*PROBLÈMES À RÉSOUDRE*.
A - Dans l'extrait sur le mensonge, quelle forme de mensonge consiste à se taire quand on doit dire quelque chose d'important et de vrai ?
B - Recopiez le passage de l'extrait sur le mensonge qui s'ouvre sur les mots contenant « Le mensonge peut » et se clôt sur « et les nécessités. ».
C - Rédigez la suite de l'extrait sur le mensonge à partir de sa dernière phrase.
**** EXTRAIT
Pourquoi les êtres humains mentent-ils ?

Auteur: Par Délia STEINBERG GUZMAN

libéré 18-05-2018

Pourquoi les êtres humains mentent-ils ?concept. Human face expressions, emotions, feelings

Sans avoir à recourir à des définitions précises, nous savons tous sans aucun doute ce que sont les mensonges.
Nous en avons tous usé et nous en avons tous pâti. Nous aimerions tous les faire disparaître et, cependant, nous finissons par les accepter comme un mal nécessaire et insurmontable.
Pourquoi mentir à regret ? Pourquoi supporter qu’on nous mente ? Peut-être y-a-t-il quelque chose de plus fort que le mensonge qui reste caché à une analyse superficielle !

Différentes formes de mensonges

Nous ne prétendons pas épuiser les multiples nuances que peut revêtir le mensonge, mais seulement souligner quelques-uns de ses aspects les plus courants.

Le silence, — se taire quand on doit dire quelque chose d’important et de vrai — est une forme de mensonge. C’est s’abstenir de dire la vérité. Certains considèrent ce silence comme un acte de discrétion, mais même la discrétion a des limites au-delà desquelles elle fait plus de mal que de bien.
La dissimulation conduit à agir comme si on ne supposait rien du tout ou qu’on venait de prendre connaissance de quelque chose qu’on connaissait parfaitement bien. C’est fuir la vérité. Le visage faussement surpris, on prononce des paroles ambigües qui n’expriment rien de plus que le désir de sortir de l’impasse. C’est le sourire forcé ou le « je souffre tant » de celui qui en réalité ne ressent rien. Ce sont des larmes de crocodile et des embrassades affectueuses pleines de cynisme. Celui qui dissimule se voit obligé de changer souvent d’opinion, non parce qu’il passe réellement d’une opinion à l’autre, mais parce qu’il lui faut se livrer à bien des hypocrisies pour s’adapter aux circonstances. Il n’est pas étonnant de l’entendre dire une chose radicalement opposée à celle qu’il exprimait une heure plus tôt, mais l’une et l’autre si ambigües et évasives !

Le mensonge peut revêtir la forme, fameuse, du « mensonge pieux » ou bien se présenter comme un authentique mensonge qui tergiverse, fausse et transforme la vérité selon les intérêts et les nécessités.
********
**** ENTRÉES FOURNIES
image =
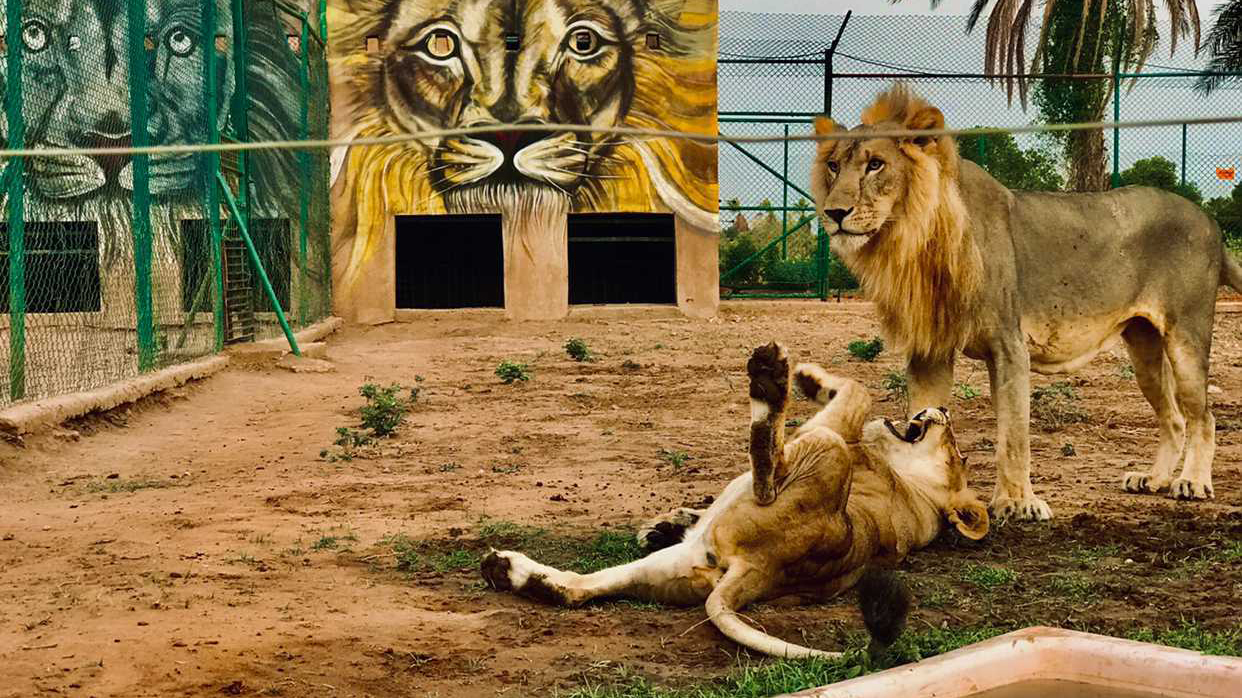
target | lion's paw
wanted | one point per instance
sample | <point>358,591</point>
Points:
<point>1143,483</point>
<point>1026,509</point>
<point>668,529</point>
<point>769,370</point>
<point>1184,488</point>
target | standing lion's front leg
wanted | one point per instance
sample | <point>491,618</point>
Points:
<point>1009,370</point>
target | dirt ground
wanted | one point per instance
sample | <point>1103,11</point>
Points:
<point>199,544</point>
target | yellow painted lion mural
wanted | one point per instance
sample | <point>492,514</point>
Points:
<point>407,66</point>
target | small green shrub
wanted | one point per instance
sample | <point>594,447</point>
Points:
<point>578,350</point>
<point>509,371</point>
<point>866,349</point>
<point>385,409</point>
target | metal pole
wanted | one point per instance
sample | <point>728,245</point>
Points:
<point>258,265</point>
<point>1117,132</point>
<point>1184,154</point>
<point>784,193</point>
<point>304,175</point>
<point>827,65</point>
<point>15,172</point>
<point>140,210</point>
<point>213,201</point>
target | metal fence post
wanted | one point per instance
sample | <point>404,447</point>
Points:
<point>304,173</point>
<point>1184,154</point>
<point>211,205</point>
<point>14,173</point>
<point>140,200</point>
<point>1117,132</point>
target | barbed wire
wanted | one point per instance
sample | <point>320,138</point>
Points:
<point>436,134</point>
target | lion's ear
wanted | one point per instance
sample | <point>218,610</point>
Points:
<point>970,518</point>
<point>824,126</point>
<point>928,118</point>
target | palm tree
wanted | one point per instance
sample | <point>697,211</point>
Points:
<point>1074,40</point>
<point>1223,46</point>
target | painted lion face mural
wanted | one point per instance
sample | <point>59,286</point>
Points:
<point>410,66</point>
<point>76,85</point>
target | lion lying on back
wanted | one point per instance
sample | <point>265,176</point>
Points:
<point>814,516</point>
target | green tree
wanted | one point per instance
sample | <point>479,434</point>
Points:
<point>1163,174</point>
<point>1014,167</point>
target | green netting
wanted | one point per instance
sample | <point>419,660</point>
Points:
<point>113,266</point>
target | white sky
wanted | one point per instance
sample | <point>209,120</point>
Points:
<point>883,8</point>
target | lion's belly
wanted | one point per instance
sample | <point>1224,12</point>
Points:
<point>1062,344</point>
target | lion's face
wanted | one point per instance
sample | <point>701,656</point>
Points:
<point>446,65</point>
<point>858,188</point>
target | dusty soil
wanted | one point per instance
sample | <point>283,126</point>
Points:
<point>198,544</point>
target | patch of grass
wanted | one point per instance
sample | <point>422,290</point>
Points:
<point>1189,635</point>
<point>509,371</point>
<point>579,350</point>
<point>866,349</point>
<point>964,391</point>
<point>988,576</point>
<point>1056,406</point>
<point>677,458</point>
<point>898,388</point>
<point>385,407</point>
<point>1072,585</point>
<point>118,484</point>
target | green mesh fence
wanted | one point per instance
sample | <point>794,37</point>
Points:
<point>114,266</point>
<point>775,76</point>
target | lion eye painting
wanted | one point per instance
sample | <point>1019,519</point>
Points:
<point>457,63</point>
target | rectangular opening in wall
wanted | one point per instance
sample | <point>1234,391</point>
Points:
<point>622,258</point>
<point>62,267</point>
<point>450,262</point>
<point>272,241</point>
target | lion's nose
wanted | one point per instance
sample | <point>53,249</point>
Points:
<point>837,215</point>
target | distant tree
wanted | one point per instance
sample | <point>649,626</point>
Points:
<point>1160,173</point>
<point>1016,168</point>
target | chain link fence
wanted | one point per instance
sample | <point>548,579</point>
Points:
********
*RÉPONSES PAR TÂCHE*.
A - Le silence.

B -
Le mensonge peut revêtir la forme, fameuse, du « mensonge pieux » ou bien se présenter comme un authentique mensonge qui tergiverse, fausse et transforme la vérité selon les intérêts et les nécessités.

C -
Sans tenir compte de la pitié qui contraint à atténuer ou altérer quelque peu la vérité pour ne pas altérer ou atténuer le courage de ceux qui sont sérieusement affligés par la douleur, c’est le mensonge pur, le plus habituel dans la vie de tous les jours, qui nous intéresse. C’est celui qui fait mal et que, curieusement, on accepte de bon ou de mauvais gré, mais qu’enfin on accepte.

Différentes formes de langage

Aussi nombreuses soient les langues qu’un être humain ait appris à utiliser d’autres langages qui mettent en évidence des facettes plus intimes de sa personnalité ; ce sont des langages internationaux plus riches et plus significatifs qu’il n’y paraît.
L’homme, partie intégrante de la nature, accumule les caractéristiques des différents règnes de la vie. Il possède quelque chose des pierres, quelque chose des plantes, des animaux et, bien sûr, quelque chose des humains.
Des pierres, nous avons imité l’immobilité, dans laquelle pas un muscle ne bouge — tout au moins dans le visage — , le fait de savoir prendre ce qu’on appelle à juste titre « un visage de marbre ». Cela équivaut au mensonge du silence, cité plus haut.
Des plantes, nous avons appris à remuer comme les branches selon les impulsions du vent des opinions, et dans des directions si variées que certaines d’entre elles ne doivent pas être justes, non qu’il n’y ait des opinions qui aillent dans des sens différents, mais parce qu’il est impossible de les assumer toutes en même temps ou de s’agiter au gré des vents qui soufflent de partout à des intervalles de quelques heures.
Des animaux, nous possédons le langage des gestes, si spontanés qu’ils nous laissent aucune possibilité de tromperie. Ainsi, bien que les mots disent une chose, les mouvements du corps, pour imperceptibles qu’ils soient, en disent une autre. Il y a actuellement une profusion d’écrits sur le langage du corps et le langage non verbal, et ces connaissances devraient nous mettre sur nos gardes, pourtant la poussée de l’instinct l’emporte sur la connaissance rationnelle : un visage, des yeux, des mains parlent davantage qu’une bouche, ou se conforment davantage à la vérité.

Le propre langage des hommes est riche, extrêmement varié … en mensonges et en subterfuges. La règle à la mode est d’apprendre à prononcer la plus grande quantité possible de mots pour ne rien dire ou pour dire le contraire de ce qu’on veut dire.

Si le processus d’appauvrissement des langues, dont le vocabulaire se réduit peu à peu pour se cantonner dans de vulgaires exclamations ou des mots inventés à significations multiples, nous surprend et nous effraie, nous ne cessons de nous émerveiller qu’il arrive à se maintenir aussi bien malgré une telle pauvreté de termes.
Nous ne voulons pas affirmer par-là que le mensonge est le langage propre de l’homme mais bien que tous les hommes savent jouer avec le langage pour l’adapter à ce qu’il leur convient de dire, chose que ni les pierres, ni les plantes, ni les animaux ne peuvent faire. Dommage que cette souplesse ne se mette pas au service de l’intelligence plutôt qu’au service de l’astuce. Dire la vérité est habituellement périlleux et n’entre pas dans le jeu des sociétés « civilisées ».

Pourquoi des mensonges ?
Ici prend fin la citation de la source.